_Rows of box annotation data_.
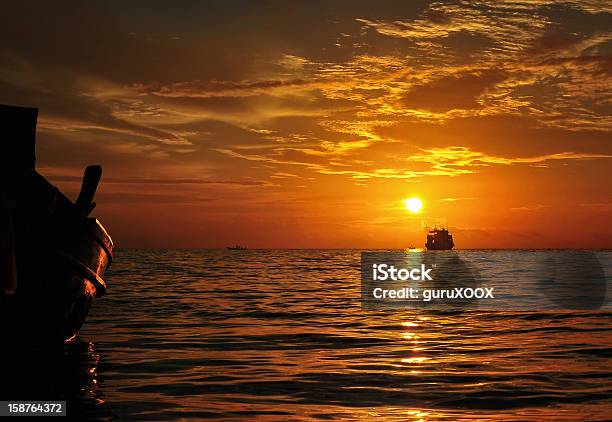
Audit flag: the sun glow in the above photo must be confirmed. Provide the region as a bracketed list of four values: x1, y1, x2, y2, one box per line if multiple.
[404, 198, 423, 213]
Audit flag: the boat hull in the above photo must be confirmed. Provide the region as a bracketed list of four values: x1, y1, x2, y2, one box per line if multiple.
[0, 219, 112, 344]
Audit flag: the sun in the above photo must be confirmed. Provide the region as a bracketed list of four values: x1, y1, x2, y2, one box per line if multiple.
[404, 198, 423, 214]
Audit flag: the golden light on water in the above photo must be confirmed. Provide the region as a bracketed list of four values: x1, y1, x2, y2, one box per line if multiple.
[404, 198, 423, 214]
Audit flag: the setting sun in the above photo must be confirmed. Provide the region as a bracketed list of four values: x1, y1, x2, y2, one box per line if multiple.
[405, 198, 423, 213]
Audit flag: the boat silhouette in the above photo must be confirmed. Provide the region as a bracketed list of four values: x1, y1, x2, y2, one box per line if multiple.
[425, 227, 455, 251]
[0, 105, 114, 344]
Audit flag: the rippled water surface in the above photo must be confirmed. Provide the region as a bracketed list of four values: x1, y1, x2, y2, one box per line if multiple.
[76, 250, 612, 420]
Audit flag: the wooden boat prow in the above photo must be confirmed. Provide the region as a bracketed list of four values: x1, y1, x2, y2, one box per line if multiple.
[0, 106, 114, 342]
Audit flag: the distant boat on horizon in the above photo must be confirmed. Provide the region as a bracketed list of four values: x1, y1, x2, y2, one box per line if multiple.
[425, 227, 455, 251]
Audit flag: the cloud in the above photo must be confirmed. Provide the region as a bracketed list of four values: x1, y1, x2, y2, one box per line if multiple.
[438, 197, 474, 202]
[402, 69, 507, 113]
[406, 146, 612, 176]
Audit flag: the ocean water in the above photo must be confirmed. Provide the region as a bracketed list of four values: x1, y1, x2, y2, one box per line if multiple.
[65, 250, 612, 421]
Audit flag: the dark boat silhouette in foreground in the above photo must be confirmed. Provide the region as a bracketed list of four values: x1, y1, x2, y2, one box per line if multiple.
[425, 227, 455, 251]
[0, 105, 113, 348]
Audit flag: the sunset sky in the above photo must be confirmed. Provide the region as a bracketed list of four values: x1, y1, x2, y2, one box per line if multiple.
[0, 0, 612, 248]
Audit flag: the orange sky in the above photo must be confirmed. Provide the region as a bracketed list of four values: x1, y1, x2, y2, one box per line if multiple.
[0, 1, 612, 248]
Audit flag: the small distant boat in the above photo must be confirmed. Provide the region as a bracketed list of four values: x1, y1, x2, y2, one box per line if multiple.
[425, 227, 455, 251]
[0, 105, 114, 347]
[227, 245, 246, 251]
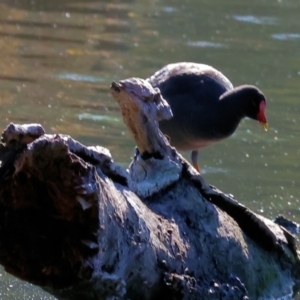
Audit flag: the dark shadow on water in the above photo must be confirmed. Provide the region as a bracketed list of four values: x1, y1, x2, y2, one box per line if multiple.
[0, 75, 37, 83]
[0, 20, 90, 30]
[94, 40, 129, 52]
[0, 31, 85, 44]
[1, 0, 135, 15]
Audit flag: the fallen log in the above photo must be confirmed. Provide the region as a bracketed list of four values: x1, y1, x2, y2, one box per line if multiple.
[0, 78, 300, 300]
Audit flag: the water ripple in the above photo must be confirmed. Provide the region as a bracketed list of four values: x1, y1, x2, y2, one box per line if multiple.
[272, 33, 300, 41]
[187, 41, 226, 48]
[233, 15, 278, 25]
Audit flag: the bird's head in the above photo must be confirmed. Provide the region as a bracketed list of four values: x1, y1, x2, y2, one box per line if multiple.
[229, 85, 268, 131]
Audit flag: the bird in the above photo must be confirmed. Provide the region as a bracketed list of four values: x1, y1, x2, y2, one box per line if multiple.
[147, 62, 268, 173]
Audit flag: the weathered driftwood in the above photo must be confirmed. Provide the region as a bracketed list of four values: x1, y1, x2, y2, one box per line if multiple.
[0, 79, 300, 300]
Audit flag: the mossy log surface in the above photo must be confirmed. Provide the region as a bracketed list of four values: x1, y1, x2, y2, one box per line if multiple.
[0, 78, 300, 300]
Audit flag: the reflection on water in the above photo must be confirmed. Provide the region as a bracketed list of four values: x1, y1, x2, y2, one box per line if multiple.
[0, 0, 300, 299]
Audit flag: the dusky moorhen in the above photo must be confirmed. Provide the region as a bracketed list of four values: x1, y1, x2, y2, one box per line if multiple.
[148, 62, 268, 172]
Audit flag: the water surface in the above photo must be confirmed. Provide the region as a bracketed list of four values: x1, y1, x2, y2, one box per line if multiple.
[0, 0, 300, 299]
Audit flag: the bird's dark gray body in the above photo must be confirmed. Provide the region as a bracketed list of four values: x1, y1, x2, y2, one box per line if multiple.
[148, 63, 234, 150]
[148, 62, 267, 171]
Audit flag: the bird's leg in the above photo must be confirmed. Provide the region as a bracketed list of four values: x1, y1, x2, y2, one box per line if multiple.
[190, 150, 200, 173]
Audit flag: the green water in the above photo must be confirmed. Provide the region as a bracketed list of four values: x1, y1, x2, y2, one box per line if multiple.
[0, 0, 300, 299]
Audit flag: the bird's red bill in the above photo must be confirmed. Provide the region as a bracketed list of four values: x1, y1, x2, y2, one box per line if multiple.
[257, 101, 268, 130]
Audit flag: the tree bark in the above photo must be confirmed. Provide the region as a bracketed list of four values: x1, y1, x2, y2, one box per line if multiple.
[0, 78, 300, 300]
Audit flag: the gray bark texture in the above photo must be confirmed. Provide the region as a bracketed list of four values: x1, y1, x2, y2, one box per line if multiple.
[0, 78, 300, 300]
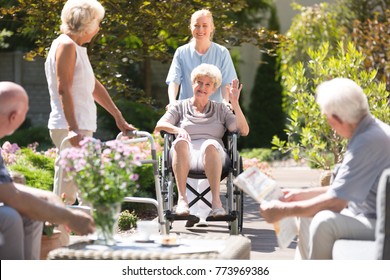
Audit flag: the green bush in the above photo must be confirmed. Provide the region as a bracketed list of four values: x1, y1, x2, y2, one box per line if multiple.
[8, 148, 54, 191]
[0, 124, 54, 151]
[240, 148, 278, 162]
[272, 42, 390, 169]
[118, 209, 138, 231]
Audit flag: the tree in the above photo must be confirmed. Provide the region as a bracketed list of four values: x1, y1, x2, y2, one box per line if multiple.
[243, 4, 284, 148]
[272, 42, 390, 169]
[278, 3, 344, 113]
[0, 0, 277, 102]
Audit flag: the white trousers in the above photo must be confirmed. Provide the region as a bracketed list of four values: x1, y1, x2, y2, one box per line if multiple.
[295, 209, 376, 260]
[50, 129, 93, 205]
[0, 205, 43, 260]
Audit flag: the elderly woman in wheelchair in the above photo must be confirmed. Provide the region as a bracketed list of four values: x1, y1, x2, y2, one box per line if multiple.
[156, 64, 249, 217]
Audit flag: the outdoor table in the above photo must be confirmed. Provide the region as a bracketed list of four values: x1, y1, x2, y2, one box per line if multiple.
[48, 235, 251, 260]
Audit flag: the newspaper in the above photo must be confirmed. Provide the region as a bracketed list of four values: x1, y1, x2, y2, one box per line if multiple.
[234, 166, 298, 249]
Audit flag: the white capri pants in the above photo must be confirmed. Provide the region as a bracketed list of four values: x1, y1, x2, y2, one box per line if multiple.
[170, 138, 228, 171]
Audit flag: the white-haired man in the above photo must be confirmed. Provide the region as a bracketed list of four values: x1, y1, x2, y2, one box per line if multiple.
[260, 78, 390, 259]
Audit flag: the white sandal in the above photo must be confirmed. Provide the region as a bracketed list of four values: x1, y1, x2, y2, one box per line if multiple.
[175, 201, 190, 216]
[209, 207, 226, 217]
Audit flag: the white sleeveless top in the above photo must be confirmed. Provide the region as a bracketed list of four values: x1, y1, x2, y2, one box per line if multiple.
[45, 34, 97, 132]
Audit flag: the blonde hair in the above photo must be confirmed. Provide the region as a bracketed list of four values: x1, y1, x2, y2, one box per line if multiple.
[191, 63, 222, 88]
[60, 0, 105, 35]
[190, 9, 215, 41]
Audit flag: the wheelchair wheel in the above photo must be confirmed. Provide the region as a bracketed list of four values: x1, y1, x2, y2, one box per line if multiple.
[231, 156, 244, 234]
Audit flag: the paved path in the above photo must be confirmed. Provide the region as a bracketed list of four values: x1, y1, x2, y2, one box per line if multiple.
[171, 167, 321, 260]
[71, 167, 321, 260]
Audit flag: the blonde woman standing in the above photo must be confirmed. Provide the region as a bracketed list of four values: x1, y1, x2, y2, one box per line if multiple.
[166, 9, 237, 108]
[45, 0, 135, 204]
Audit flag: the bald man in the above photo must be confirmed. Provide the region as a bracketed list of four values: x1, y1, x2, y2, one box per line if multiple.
[0, 82, 95, 260]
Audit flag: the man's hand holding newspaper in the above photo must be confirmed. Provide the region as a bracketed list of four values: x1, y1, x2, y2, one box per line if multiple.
[234, 167, 298, 249]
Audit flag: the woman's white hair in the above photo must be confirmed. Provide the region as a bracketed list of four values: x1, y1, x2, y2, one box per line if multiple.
[191, 63, 222, 88]
[316, 78, 370, 124]
[60, 0, 105, 35]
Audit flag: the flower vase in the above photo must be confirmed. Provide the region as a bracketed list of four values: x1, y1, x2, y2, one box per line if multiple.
[93, 203, 121, 246]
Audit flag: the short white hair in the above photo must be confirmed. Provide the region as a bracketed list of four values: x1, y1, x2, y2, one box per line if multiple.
[60, 0, 105, 35]
[316, 78, 370, 124]
[190, 9, 215, 41]
[191, 63, 222, 88]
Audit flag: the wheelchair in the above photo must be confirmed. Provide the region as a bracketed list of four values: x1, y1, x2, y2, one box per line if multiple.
[159, 131, 244, 235]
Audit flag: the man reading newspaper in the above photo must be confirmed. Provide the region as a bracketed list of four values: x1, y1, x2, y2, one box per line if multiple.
[248, 78, 390, 259]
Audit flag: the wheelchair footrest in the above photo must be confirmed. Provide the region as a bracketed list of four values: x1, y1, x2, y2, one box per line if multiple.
[206, 213, 237, 222]
[165, 211, 200, 223]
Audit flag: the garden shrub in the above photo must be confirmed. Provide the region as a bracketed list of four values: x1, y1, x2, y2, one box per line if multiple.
[7, 148, 54, 191]
[272, 42, 390, 169]
[118, 209, 138, 231]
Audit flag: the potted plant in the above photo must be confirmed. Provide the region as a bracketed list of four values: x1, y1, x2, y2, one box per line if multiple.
[61, 138, 141, 245]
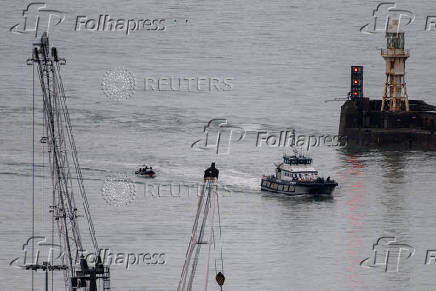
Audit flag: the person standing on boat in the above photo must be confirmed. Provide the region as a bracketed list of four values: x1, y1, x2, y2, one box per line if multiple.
[204, 163, 220, 179]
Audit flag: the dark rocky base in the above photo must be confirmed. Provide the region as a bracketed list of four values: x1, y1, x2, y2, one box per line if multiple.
[339, 98, 436, 150]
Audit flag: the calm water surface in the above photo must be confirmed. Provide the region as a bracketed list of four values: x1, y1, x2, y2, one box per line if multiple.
[0, 0, 436, 291]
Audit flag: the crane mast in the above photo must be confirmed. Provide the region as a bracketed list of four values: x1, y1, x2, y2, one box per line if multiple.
[27, 33, 110, 291]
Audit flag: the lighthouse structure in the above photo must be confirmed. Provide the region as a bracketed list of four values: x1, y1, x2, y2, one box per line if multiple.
[381, 18, 410, 112]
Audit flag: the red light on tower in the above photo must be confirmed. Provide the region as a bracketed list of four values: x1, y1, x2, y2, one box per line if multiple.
[350, 66, 363, 98]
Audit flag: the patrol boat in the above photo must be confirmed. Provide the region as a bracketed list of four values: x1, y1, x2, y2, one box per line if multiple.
[261, 154, 338, 195]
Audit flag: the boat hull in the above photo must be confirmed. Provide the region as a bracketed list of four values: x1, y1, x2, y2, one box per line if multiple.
[261, 179, 338, 196]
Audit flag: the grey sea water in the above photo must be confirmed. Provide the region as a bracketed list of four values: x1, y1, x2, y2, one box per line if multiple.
[0, 0, 436, 291]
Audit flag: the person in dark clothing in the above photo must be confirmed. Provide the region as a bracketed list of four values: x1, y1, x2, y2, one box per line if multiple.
[204, 163, 220, 179]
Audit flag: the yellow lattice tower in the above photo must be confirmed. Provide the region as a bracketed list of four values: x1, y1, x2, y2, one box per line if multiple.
[381, 19, 409, 112]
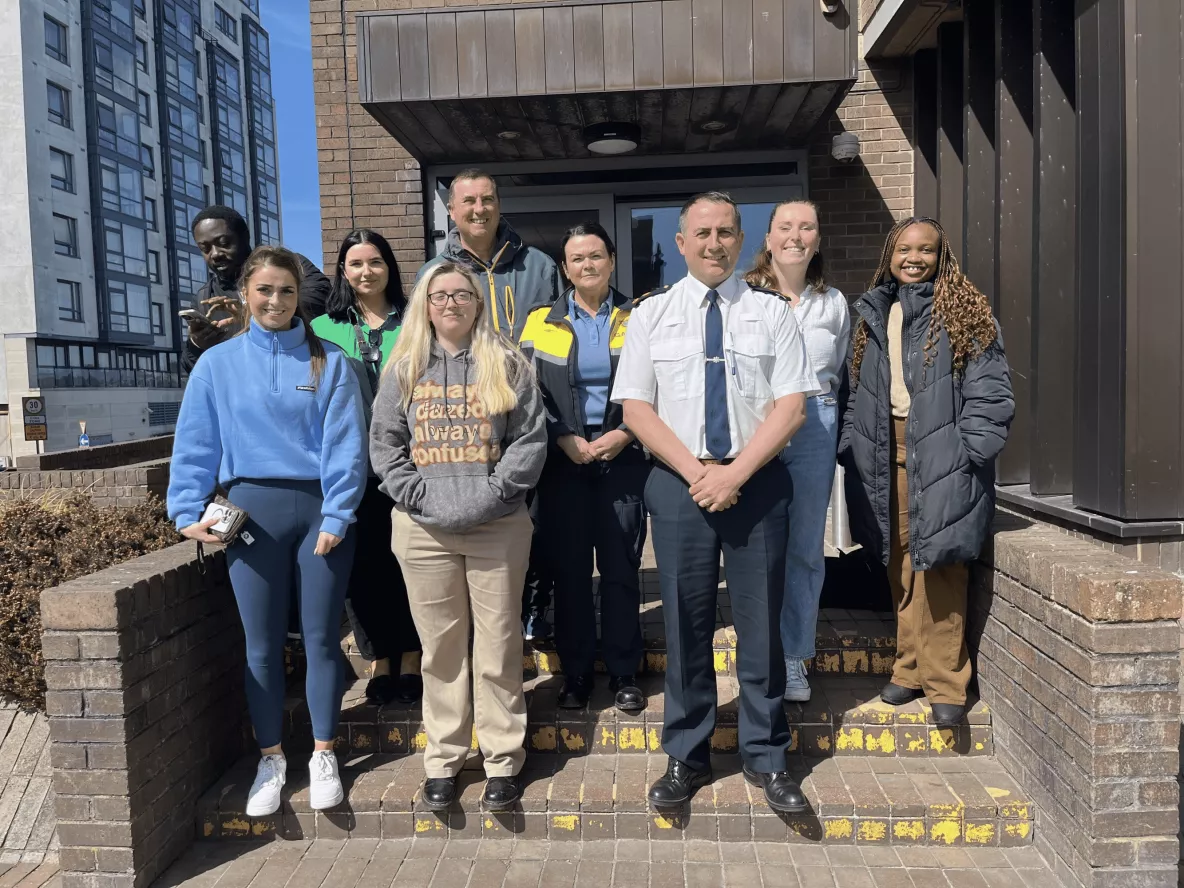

_WHAT THE EXERCISE ASKS_. Reproduce the material from its beginning through the line containing "[404, 198, 423, 213]", both ends included, and substitute "solar glare" for "sun glow" while leaving everything else unchanged. Leave the pictures out of your answer.

_SOLUTION TO THE EXERCISE_.
Audit flag: the solar glare in the above photo must be confirmed. Provide the region as a bracketed list of four values: x1, y1, x2, y2, one box per line if multiple.
[404, 198, 423, 213]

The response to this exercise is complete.